Rewrite the data below, starting at the line that contains "The function MUST provide one marker per instance of the tall" and ending at the line that contains "Target: tall green grass", with "tall green grass" changed to "tall yellow grass" and nothing else altered. Leave the picture out.

- _Extracted information_:
━━━━━━━━━━━━━━━━━━━━━━━━━━━━━━

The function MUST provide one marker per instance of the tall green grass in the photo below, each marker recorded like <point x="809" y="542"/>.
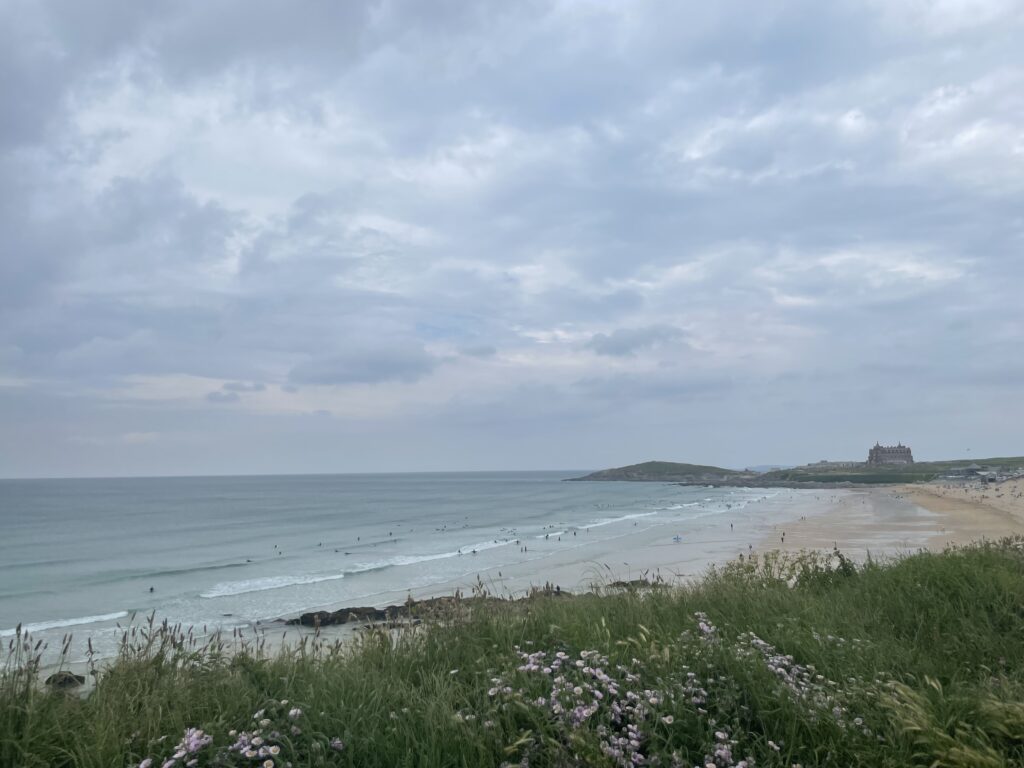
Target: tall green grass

━━━━━━━━━━━━━━━━━━━━━━━━━━━━━━

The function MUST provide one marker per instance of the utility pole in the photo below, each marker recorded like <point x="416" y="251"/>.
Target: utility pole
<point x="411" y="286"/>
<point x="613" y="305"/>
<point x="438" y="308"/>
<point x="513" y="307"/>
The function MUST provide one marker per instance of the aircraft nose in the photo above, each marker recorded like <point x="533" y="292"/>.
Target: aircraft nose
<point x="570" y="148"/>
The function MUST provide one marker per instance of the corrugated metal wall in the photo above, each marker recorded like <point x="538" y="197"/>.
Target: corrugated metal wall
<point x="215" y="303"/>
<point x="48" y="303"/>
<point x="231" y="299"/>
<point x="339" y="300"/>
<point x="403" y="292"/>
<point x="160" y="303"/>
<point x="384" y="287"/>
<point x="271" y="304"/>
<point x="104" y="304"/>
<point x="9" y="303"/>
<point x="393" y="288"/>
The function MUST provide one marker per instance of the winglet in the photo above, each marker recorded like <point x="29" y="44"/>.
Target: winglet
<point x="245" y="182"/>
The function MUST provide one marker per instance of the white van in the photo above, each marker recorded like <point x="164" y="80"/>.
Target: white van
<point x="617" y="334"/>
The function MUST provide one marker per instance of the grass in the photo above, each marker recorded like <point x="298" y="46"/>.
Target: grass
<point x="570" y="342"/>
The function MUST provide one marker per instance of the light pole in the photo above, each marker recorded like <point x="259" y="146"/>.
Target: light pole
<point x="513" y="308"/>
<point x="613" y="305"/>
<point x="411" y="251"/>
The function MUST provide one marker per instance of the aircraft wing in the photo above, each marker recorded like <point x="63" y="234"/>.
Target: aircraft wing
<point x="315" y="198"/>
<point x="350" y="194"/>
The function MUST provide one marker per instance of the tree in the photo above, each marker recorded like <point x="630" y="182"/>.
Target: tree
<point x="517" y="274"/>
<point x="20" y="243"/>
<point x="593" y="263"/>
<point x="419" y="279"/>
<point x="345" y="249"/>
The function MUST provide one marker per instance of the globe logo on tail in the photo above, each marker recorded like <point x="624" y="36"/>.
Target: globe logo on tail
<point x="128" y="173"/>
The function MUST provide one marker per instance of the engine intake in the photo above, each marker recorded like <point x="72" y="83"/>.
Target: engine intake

━━━━━━━━━━━━━━━━━━━━━━━━━━━━━━

- _Solution_:
The function MUST provide one marker per instance of the tall yellow grass in the photo below, each marker recorded like <point x="809" y="542"/>.
Target: tall yellow grass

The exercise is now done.